» **Task directions**
The entries below must be copied exactly as they are.

━━━ Data extract

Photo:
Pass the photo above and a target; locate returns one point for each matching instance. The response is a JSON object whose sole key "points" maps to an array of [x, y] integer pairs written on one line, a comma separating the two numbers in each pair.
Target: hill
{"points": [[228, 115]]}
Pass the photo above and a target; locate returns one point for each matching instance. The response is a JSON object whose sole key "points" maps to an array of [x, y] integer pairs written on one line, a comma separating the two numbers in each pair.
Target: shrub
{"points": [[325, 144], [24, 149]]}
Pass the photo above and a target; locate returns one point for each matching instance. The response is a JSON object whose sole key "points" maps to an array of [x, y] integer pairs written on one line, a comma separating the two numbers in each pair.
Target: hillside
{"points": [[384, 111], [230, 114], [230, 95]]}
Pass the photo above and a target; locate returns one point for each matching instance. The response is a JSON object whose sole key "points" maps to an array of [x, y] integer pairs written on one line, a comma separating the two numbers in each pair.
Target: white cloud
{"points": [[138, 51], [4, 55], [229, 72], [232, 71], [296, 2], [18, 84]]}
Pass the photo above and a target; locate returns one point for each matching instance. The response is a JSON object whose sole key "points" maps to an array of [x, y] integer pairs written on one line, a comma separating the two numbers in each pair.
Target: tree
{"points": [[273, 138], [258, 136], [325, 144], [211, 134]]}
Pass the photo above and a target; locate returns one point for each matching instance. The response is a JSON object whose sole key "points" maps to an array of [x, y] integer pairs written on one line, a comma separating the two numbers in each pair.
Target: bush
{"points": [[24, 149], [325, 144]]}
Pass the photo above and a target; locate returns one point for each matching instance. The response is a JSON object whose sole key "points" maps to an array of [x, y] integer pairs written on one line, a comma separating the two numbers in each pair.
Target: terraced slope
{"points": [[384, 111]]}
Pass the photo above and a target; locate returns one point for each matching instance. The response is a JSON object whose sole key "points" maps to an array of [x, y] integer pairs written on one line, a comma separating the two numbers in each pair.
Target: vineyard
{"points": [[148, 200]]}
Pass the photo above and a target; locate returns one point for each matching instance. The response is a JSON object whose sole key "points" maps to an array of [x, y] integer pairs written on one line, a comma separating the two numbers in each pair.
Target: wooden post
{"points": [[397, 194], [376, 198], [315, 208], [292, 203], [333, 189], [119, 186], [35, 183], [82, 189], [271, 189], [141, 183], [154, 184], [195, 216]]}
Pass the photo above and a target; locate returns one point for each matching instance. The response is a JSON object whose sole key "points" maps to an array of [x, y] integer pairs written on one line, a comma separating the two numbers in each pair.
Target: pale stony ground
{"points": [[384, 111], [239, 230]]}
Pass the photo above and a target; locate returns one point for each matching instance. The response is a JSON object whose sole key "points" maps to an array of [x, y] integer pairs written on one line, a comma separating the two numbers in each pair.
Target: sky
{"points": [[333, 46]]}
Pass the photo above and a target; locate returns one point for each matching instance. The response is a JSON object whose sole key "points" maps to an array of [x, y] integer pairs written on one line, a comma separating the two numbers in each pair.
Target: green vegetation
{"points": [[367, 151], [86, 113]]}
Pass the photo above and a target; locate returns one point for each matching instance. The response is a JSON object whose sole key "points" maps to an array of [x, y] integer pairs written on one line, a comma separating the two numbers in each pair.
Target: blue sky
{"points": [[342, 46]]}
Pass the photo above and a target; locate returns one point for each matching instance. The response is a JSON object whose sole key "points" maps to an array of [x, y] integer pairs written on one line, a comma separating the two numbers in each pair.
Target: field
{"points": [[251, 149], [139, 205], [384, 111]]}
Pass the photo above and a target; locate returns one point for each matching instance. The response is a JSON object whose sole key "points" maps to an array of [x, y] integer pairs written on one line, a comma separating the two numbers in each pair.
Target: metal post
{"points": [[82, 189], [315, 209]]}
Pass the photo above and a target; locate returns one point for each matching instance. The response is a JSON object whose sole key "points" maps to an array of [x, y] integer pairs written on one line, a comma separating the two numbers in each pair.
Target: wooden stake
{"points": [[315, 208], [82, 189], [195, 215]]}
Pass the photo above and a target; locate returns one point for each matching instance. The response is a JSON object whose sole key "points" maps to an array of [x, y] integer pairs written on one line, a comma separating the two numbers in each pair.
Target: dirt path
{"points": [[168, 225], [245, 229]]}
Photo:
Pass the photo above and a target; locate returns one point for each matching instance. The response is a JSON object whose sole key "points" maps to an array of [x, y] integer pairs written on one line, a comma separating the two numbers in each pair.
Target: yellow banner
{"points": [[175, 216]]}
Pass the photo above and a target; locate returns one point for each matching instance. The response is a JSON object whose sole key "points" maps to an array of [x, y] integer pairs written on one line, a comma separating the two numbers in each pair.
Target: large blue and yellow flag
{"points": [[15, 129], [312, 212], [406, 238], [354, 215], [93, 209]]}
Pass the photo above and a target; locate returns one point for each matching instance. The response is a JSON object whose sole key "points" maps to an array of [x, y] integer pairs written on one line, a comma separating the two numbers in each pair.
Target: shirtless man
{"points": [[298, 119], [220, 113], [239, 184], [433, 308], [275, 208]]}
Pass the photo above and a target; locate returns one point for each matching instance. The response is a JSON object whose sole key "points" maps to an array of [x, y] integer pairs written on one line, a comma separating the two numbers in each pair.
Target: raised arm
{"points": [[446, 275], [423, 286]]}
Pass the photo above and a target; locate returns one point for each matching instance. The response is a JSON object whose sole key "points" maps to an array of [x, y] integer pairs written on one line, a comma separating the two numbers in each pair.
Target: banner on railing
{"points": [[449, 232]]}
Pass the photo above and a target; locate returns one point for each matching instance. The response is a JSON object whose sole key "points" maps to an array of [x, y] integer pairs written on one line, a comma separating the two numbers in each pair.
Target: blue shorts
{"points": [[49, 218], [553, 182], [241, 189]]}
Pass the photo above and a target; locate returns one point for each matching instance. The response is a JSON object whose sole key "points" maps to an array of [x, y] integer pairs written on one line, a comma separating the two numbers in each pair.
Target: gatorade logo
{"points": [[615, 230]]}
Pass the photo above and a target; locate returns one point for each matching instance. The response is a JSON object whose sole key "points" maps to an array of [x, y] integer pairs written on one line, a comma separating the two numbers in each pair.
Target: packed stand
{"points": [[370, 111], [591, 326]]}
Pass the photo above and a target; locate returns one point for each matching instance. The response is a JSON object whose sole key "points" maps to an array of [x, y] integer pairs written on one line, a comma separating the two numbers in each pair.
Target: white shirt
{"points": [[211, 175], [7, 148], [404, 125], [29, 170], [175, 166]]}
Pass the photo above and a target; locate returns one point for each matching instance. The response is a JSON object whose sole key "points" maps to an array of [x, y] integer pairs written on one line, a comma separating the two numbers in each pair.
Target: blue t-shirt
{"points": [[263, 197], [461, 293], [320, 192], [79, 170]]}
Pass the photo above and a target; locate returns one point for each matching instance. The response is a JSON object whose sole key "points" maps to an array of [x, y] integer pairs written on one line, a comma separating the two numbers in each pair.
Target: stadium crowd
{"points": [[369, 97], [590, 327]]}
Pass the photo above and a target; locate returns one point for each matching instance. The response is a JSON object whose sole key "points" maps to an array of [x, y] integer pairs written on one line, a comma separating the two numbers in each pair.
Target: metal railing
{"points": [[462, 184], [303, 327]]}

━━━━━━

» **Written solution**
Photo:
Pass the photo above and a target; locate returns one point for each matching instance. The response is a JSON object whose sole key "points" maps to an array of [x, y] integer pairs written on one line, a comma separating the two numbers in each pair.
Target: hill
{"points": [[228, 115]]}
Pass the photo above and a target; locate returns one point for each matching instance. The response is a JSON object whose sole key "points" maps to an array of [x, y] integer pairs written on one line, a comma separating the two numbers in each pair.
Target: shrub
{"points": [[325, 144], [24, 149]]}
Pass the photo above and a target; locate returns one point for each matching instance. The response is a JSON object whose sole key "points" maps to an array of [x, y] integer pairs written on one line, a comma separating the two numbers in each pair.
Target: hillside
{"points": [[384, 111], [230, 114], [230, 95]]}
Pass the photo above and a target; locate returns one point for each matching instance. The response is a JSON object whose sole key "points" maps to an array of [x, y] integer pairs written on one line, a comma separating the two numbers in each pair.
Target: white cloud
{"points": [[138, 51], [4, 55], [229, 72], [232, 71], [296, 2], [18, 84]]}
Pass the photo above and a target; locate returns one point for each matching instance. The response is a JSON object whose sole key "points" maps to an array of [x, y] integer pairs written on one line, a comma separating the two numbers in each pair.
Target: tree
{"points": [[273, 138], [258, 136], [325, 144], [211, 134]]}
Pass the photo above and a target; locate returns one point for each matching instance. The response is a JSON object whose sole key "points" maps to an array of [x, y] integer pairs written on one line, a comma separating the two numbers in each pair.
Target: bush
{"points": [[24, 149], [325, 144]]}
Pass the photo above and a target; locate returns one point for each matching instance. The response is a JSON object whose sole key "points" maps to an array of [x, y] integer pairs written on one line, a comma separating the two numbers in each pair.
Target: terraced slope
{"points": [[384, 111]]}
Pass the photo above and a target; locate returns one point for each matching instance. The response is a JSON object whose sole key "points" maps to an array of [x, y] integer pairs written on one line, a comma separating the two numbers in each pair.
Target: vineyard
{"points": [[148, 200]]}
Pass the photo above and a target; locate returns one point for each matching instance. The response is a JSON object whose sole key "points" maps to an array of [x, y] integer pairs written on one line, a comma separating the two numbers in each pair.
Target: wooden post
{"points": [[397, 194], [376, 198], [315, 208], [292, 203], [333, 189], [119, 186], [35, 183], [82, 189], [271, 189], [141, 183], [154, 184], [195, 216]]}
Pass the photo above and a target; locate returns one point for each matching instance. The response is a JSON object whose sole key "points" maps to an array of [x, y] integer pairs written on one line, a comma separating the two numbers in each pair.
Target: pale stony ground
{"points": [[384, 111], [239, 230]]}
Pass the photo above and a target; locate returns one point for each matching instance. The response is a JSON object whose sole key "points" maps to an array of [x, y] integer pairs written on one line, a comma separating the two numbers in each pair.
Target: sky
{"points": [[333, 46]]}
Pass the photo above and a target; locate returns one point for each matching instance. The response is a JSON object whose sole key "points" maps to an array of [x, y] integer pairs written on one line, a comma separating the two numbers in each pair.
Target: green vegetation
{"points": [[367, 151], [86, 113]]}
Pass the photo above and a target; locate returns one point for each matching instance. The response is a JSON object whose sole key "points" maps to an array of [x, y] integer pairs written on one line, a comma separating the two numbers in each pair.
Target: blue sky
{"points": [[342, 46]]}
Pass the photo above and a target; locate returns one point for each matching instance. The response is a JSON object whose sole key "points" maps to an array of [x, y] integer pairs written on one line, a comma separating the two numbers in each pair.
Target: field
{"points": [[251, 149], [139, 205], [384, 111]]}
Pass the photo above and a target; locate returns one point for each matching instance. The response is a JSON object whose sole key "points" maps to an array of [x, y] integer pairs written on one line, a comma separating the two numbers in each pair.
Target: metal post
{"points": [[82, 189], [315, 209]]}
Pass the photo above and a target; locate returns one point for each matching instance. The response is a JSON object whose sole key "points" maps to an array of [x, y] integer pairs written on one line, a comma separating the two numbers in each pair.
Target: wooden stake
{"points": [[315, 208], [82, 189], [195, 215]]}
Pass the photo above and a target; locate returns one point for each matching instance. The response is a JSON object whose sole key "points" maps to an array of [x, y] integer pairs written on one line, a comma separating the two numbers in each pair.
Target: dirt path
{"points": [[168, 225], [245, 229]]}
Photo:
Pass the photo above and a target; locate returns one point for each matching instance. The response is a JSON object whose sole key "points" maps to an array of [x, y] integer pairs written on one line, a comma separating the two numbers in each pair.
Target: yellow banner
{"points": [[175, 216]]}
Pass the photo above and a target; locate returns one point for each matching instance. The response is a JSON object whose sole key "points" maps to an array of [x, y] integer pairs written on one line, a comma separating the two numbers in each pair.
Target: large blue and yellow flag
{"points": [[15, 129], [312, 212], [406, 238], [354, 215], [93, 209]]}
Pass the photo above and a target; locate returns one point for each matching instance. The response is a JSON object whose sole key "points" maps to an array of [x, y] integer pairs written on one line, a comma separating the two numbers in each pair.
Target: shirtless man
{"points": [[298, 119], [220, 113], [239, 184], [433, 308], [275, 208]]}
Pass the photo above and a target; locate returns one point for each matching instance. The response is a JSON object whose sole key "points" maps to an array of [x, y] integer pairs written on one line, a comma separating the two numbers in each pair.
Target: raised arm
{"points": [[446, 275], [423, 286]]}
Pass the photo above and a target; locate returns one point for each matching instance. The response is a JSON object whose sole key "points" maps to an array of [x, y] integer pairs written on one line, a comma separating the two numbers in each pair.
Target: banner on railing
{"points": [[449, 232]]}
Pass the photo above and a target; locate returns one point for each matching instance. The response is a JSON object whose sole key "points" maps to an array of [x, y] integer pairs written on one line, a comma separating the two numbers in each pair.
Target: blue shorts
{"points": [[49, 218], [553, 182], [241, 189]]}
Pass the photo above and a target; locate returns one point for each matching instance. The response is a JSON object whose sole key "points" maps to an array of [x, y] integer pairs written on one line, a comma separating the two numbers in each pair.
Target: gatorade logo
{"points": [[615, 230]]}
Pass the photo above and a target; locate returns one point for each matching instance. The response is a JSON object whose sole key "points" maps to an array of [x, y] integer pairs written on one line, a comma separating the two numbers in each pair.
Target: packed stand
{"points": [[370, 111], [591, 326]]}
Pass the photo above and a target; locate returns one point for each matching instance. The response is a JSON object whose sole key "points" maps to an array of [x, y] integer pairs written on one line, a comma separating the two numbers in each pair.
Target: white shirt
{"points": [[211, 175], [7, 148], [404, 125], [29, 170], [175, 166]]}
Pass the photo above and a target; locate returns one point for each matching instance. The response is a JSON object whose sole key "points" maps to an array of [x, y] integer pairs written on one line, a comma separating the two numbers in each pair.
Target: blue t-shirt
{"points": [[263, 197], [461, 293], [320, 192], [79, 170]]}
Pass the photo above and a target; locate returns one point for each matching instance. The response is a JSON object whose sole key "points" maps to an array of [x, y] integer pairs written on one line, a comma separating the two numbers in each pair.
Target: stadium crowd
{"points": [[369, 97], [590, 327]]}
Pass the photo above and a target; locate returns one point for each matching instance. The response is a JSON object whose sole key "points" maps to an array of [x, y] integer pairs written on one line, a comma separating the two numbers in each pair.
Target: metal railing
{"points": [[462, 184], [303, 327]]}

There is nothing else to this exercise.